◆ Exercise brief ◆
How many of the following lines contain the word "below"? Give only the number.

--- start of Dataset ---

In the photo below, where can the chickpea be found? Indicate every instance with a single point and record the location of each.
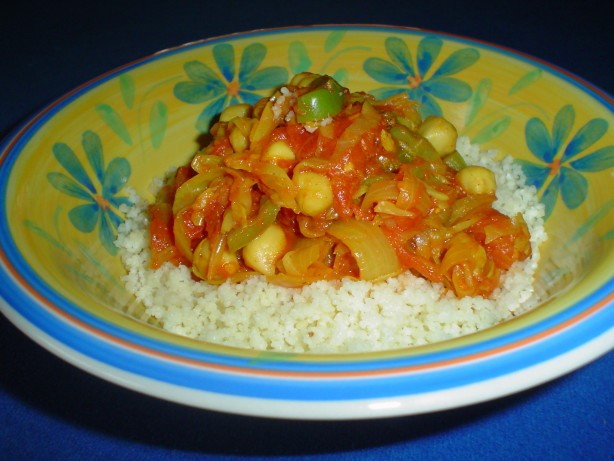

--- end of Dataset ---
--- start of Dataset ---

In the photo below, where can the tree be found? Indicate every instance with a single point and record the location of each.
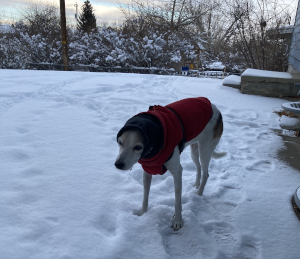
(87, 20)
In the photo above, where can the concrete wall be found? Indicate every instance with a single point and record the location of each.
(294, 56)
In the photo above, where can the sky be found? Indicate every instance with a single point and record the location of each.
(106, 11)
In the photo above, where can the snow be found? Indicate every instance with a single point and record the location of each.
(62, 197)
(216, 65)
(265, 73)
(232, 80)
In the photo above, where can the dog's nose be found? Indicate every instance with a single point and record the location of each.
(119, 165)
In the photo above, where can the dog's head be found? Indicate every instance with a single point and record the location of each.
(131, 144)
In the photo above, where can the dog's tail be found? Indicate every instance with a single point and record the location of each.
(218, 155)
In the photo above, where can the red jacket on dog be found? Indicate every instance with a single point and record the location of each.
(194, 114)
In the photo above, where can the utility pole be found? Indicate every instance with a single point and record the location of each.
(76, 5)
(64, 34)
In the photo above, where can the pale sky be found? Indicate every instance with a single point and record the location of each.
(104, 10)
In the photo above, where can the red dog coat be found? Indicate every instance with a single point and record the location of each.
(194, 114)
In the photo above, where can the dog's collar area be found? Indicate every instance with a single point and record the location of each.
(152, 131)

--- end of Dataset ---

◆ Output of the task ◆
2